## Text for analysis

——

Wednesday was the first Catechism class of the year. When classes ended last spring, as usual I had the pleasant sense of a burden lifted. That first free week always seems like a little vacation. But after a month, I start to miss the stimulation of teaching. Then as September approaches I think of the impending year of catechesis more as a duty than a satisfaction, and grow wistful about summer's free Wednesdays.
This Wednesday evening the mood was here we go again: same bag of books, props, and notes; same lesson plan (new last year); same classroom; same bisected evening. But then class started and it was the best: better grasp of the content; bright, unspoiled kids; lots of thinking and learning and laughing. Within five minutes I was completely re-motivated.
Going home I thought again about being motivated, and what motivates me in particular.

——

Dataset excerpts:

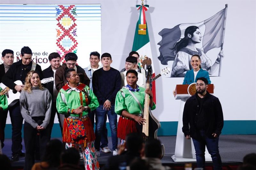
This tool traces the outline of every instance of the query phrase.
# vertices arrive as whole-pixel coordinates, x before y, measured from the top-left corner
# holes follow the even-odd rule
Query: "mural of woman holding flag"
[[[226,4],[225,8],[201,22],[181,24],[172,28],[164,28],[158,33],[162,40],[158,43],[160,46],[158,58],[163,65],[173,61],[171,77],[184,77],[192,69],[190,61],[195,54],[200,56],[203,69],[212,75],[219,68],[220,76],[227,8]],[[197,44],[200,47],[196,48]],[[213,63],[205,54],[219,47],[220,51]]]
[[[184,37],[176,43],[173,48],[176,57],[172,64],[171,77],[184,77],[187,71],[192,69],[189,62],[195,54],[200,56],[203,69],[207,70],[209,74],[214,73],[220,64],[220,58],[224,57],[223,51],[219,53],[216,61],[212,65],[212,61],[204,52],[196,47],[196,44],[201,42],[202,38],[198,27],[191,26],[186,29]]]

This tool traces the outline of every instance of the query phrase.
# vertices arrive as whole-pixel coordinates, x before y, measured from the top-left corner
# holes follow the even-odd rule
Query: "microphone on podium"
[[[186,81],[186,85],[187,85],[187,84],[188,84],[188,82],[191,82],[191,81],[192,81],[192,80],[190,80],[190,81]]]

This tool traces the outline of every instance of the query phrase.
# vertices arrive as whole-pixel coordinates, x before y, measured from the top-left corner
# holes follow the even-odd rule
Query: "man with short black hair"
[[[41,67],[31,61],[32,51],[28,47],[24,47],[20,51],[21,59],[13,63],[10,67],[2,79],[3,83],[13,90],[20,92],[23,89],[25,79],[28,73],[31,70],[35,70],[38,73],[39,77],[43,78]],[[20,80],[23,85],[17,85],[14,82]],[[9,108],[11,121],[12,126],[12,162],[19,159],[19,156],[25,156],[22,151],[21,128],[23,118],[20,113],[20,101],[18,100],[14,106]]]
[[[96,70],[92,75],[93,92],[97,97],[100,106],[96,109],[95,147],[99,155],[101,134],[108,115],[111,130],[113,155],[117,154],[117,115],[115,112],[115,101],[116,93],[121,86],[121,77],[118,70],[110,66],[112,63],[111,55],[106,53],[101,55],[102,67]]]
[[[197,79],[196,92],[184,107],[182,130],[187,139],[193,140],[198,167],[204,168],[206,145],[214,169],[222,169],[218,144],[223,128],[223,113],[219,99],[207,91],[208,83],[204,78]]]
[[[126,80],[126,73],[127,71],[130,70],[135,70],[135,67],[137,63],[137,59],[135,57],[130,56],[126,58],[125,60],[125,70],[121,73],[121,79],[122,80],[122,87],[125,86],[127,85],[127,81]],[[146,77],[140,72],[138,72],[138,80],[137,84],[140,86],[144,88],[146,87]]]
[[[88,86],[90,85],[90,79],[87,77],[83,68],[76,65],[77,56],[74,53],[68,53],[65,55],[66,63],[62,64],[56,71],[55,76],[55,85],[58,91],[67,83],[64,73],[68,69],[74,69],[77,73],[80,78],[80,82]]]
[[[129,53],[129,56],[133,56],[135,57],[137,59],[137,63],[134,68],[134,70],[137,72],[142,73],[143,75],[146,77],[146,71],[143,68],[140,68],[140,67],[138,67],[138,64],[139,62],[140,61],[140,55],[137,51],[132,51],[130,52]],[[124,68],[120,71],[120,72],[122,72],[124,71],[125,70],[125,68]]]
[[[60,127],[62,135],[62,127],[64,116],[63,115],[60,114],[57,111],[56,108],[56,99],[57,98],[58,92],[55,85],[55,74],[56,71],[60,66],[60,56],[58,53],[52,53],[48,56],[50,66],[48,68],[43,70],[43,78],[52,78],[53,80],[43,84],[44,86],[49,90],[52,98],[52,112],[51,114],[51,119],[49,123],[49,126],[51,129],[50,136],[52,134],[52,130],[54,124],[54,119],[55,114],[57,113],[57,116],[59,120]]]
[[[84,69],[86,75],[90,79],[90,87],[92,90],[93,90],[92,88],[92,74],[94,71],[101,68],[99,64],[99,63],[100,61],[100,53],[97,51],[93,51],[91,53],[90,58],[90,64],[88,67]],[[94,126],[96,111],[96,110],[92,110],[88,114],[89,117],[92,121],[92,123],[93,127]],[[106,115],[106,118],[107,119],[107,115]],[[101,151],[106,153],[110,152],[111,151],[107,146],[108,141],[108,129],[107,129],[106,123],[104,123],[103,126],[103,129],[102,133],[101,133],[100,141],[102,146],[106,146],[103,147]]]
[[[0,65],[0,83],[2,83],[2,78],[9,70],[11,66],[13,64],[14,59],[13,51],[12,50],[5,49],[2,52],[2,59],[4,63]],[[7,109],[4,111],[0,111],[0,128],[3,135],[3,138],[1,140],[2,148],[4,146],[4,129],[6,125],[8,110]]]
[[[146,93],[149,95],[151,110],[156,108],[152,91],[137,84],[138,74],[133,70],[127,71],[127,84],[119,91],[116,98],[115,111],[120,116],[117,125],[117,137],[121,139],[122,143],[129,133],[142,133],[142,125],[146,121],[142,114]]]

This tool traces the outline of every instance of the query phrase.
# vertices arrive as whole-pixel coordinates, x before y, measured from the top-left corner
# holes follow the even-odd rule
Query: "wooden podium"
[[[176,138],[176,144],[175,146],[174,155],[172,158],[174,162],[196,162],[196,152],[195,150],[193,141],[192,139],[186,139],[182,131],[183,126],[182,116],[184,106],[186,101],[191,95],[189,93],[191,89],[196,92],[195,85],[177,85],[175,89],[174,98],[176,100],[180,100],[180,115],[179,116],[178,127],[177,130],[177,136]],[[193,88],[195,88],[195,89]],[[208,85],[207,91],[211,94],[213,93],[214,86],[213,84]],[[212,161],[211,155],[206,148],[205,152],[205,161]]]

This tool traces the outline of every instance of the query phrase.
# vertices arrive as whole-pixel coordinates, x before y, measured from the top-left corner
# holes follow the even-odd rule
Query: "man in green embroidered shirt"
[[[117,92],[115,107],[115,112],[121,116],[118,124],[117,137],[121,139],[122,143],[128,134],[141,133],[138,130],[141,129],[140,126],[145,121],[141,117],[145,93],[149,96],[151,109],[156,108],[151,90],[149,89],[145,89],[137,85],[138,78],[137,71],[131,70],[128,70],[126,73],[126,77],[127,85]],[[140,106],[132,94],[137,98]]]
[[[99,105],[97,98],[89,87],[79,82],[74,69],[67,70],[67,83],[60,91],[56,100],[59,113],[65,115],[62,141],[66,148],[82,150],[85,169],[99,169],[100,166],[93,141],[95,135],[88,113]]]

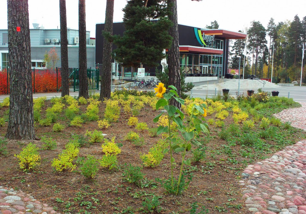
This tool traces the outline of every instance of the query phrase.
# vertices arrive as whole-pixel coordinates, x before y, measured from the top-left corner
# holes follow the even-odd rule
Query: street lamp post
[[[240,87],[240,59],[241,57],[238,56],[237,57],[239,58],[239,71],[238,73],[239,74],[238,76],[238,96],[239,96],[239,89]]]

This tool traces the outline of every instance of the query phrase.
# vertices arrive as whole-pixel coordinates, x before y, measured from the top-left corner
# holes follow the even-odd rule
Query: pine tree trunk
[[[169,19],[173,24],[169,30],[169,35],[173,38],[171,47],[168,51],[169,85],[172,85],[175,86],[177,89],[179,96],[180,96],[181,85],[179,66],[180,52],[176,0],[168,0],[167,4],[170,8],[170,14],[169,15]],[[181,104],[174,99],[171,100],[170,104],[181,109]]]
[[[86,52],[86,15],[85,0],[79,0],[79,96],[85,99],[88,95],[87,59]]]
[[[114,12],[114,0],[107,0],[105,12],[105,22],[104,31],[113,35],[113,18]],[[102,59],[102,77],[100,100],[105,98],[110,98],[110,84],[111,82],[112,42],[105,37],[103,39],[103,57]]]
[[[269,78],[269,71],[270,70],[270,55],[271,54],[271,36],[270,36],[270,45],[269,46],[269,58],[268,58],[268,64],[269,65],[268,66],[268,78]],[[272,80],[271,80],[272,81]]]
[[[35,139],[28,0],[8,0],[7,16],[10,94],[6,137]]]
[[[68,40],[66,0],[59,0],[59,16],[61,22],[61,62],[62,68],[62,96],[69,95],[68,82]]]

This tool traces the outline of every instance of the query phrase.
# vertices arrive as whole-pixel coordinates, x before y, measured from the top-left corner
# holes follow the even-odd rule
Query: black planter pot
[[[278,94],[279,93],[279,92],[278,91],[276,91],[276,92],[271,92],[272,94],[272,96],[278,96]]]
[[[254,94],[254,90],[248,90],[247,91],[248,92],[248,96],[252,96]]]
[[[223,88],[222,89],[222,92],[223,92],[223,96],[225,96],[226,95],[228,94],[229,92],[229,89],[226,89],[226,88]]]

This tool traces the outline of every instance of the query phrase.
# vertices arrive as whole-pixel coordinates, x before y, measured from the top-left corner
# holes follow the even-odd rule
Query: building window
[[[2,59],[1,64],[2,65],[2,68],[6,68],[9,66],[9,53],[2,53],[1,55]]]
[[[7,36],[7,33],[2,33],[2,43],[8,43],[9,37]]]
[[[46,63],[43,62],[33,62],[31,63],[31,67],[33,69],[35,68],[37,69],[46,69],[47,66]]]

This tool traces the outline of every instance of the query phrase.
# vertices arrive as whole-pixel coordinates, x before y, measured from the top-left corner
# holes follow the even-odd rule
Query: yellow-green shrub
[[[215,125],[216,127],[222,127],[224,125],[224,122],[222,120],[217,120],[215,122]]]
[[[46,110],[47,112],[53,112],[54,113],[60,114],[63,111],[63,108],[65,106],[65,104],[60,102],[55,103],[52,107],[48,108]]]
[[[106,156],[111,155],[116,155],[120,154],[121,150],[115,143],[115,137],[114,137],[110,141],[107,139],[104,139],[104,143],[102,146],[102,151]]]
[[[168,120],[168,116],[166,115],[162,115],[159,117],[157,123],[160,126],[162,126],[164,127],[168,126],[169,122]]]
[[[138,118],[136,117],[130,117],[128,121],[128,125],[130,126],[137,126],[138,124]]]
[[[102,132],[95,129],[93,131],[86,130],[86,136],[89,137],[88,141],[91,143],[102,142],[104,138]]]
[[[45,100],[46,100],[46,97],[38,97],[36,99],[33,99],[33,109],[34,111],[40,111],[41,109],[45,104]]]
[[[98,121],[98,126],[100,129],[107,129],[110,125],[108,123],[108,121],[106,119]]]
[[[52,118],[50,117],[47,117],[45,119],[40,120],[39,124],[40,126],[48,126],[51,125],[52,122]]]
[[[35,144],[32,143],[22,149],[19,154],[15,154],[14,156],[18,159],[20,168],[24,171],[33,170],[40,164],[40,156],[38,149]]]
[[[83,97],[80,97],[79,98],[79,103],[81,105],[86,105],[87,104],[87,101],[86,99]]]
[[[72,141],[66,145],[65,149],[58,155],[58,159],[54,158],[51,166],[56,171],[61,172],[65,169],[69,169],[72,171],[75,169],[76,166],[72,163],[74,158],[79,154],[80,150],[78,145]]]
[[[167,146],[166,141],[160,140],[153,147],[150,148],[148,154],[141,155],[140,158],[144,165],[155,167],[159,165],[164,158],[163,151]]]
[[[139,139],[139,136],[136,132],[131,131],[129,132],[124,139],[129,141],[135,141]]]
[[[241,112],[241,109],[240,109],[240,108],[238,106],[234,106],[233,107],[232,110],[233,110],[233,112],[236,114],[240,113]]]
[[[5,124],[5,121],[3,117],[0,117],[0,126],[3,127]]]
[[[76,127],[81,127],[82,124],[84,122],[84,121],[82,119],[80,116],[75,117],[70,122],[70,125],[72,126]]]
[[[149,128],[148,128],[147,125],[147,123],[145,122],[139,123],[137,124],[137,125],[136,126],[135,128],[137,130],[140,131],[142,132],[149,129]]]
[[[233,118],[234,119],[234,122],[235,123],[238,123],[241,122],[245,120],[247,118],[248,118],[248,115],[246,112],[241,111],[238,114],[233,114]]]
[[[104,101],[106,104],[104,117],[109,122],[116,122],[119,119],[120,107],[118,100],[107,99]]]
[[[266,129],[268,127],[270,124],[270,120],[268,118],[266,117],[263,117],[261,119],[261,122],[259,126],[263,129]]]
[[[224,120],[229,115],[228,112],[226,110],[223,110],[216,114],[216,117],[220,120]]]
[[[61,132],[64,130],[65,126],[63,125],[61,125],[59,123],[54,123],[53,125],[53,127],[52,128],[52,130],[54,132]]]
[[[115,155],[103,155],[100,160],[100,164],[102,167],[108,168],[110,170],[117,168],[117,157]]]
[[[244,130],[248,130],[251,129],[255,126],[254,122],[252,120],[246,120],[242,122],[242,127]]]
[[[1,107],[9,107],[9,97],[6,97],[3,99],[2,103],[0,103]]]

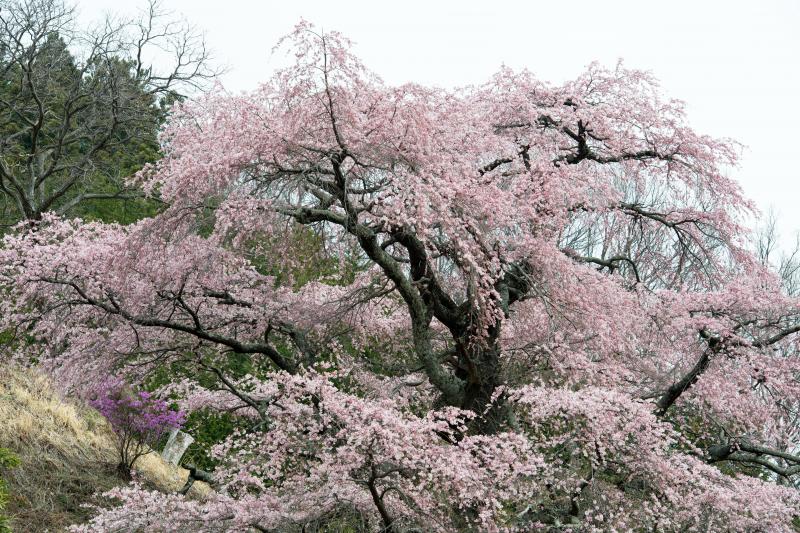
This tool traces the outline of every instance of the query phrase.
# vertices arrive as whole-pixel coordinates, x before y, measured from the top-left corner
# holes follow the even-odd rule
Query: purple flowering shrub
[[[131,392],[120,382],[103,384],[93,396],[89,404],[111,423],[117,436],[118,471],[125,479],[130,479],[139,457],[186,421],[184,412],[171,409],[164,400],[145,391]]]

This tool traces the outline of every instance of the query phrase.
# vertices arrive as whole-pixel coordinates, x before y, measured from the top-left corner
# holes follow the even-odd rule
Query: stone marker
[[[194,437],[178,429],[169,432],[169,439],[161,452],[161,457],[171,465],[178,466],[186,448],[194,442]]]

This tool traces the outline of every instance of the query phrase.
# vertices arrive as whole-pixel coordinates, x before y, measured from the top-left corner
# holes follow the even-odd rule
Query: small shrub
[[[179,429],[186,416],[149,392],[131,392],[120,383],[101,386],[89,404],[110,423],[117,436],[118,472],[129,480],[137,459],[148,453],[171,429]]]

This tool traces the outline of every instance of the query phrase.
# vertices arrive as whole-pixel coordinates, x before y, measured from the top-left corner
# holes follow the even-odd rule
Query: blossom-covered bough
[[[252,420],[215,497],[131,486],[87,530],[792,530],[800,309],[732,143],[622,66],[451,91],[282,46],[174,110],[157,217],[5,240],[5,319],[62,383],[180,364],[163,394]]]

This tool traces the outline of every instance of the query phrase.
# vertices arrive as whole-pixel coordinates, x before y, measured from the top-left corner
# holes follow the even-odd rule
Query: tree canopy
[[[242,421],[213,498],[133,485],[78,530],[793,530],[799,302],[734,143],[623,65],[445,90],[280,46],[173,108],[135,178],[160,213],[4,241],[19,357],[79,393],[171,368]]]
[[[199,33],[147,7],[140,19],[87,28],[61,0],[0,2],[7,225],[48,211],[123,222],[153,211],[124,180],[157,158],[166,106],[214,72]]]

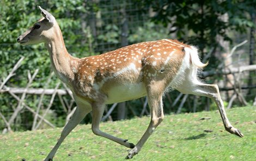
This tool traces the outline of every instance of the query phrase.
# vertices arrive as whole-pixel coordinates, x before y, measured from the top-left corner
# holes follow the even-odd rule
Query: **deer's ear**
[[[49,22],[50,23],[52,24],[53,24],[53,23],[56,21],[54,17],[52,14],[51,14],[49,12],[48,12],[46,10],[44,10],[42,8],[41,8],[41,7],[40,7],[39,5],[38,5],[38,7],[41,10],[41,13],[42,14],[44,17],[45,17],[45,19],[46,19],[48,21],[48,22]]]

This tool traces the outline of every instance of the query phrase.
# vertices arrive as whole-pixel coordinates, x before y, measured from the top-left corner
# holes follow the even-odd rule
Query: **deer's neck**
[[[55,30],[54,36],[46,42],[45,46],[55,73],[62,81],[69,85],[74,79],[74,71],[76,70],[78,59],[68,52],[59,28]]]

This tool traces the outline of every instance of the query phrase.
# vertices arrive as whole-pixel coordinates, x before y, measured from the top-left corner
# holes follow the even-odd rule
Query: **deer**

——

## Exercise instructions
A) Rewrite the paragraph beginning "This Wednesday evening the mood" from the text about the first catechism class of the year in fewer words, keeping its main facts.
B) Go on with the text about the first catechism class of the year, starting after its final sentence.

## Responses by task
A) This Wednesday evening felt routine at first: the same bag of books, props and notes, the same lesson plan from last year, the same classroom and the same split evening. Once class began, though, it was the best, with a better grasp of the content, bright kids, and plenty of thinking, learning and laughing. Within five minutes I was fully re-motivated.

B)
In July I read the obituary of a friend I had in middle school. He and I both attended our parish school, cut up on the bus together. I still belong to that same parish, and hadn't seen him in decades (I bump into other fellow former schoolmates and their siblings from time to time), so I was naturally curious about how his life had gone. Per the obit, he'd gotten married, had kids and a grandchild, still lived in town. The visitation and funeral were being held at a local non-Catholic church. So even though he'd gone at least through 9th grade in Catholic schools, he fell away from the Church in his adulthood. Of course he didn't fall away from Christianity, but from Catholicism. I have no idea why; maybe he married outside of the church. Or like many Bible-Belt former Catholics, maybe he was unable to respond effectively to a Bible-based critique of the faith. By respond I don't mean argue, but as St. Peter so winsomely put it, "Always be prepared to make a defense* to any one who calls you to account for the hope that is in you, yet do it with gentleness and reverence." St. Peter not only gets it right on "gentleness and reverence," but also on "calls you to account." There are lots of serious Christians here, thank the Lord, and Catholics can expect to be "called to account" (not necessarily in a bad way). I don't want my kids to be unprepared for that; rather, I want them to anticipate it (not necessarily in a bad way). And in particular, I don't want them to leave the Church because they couldn't explain their faith to themselves, much less a stranger. That's my negative motivation to be a catechist: I'm personally worn out from seeing decades of poorly-catechized Catholics abandon what they really don't understand.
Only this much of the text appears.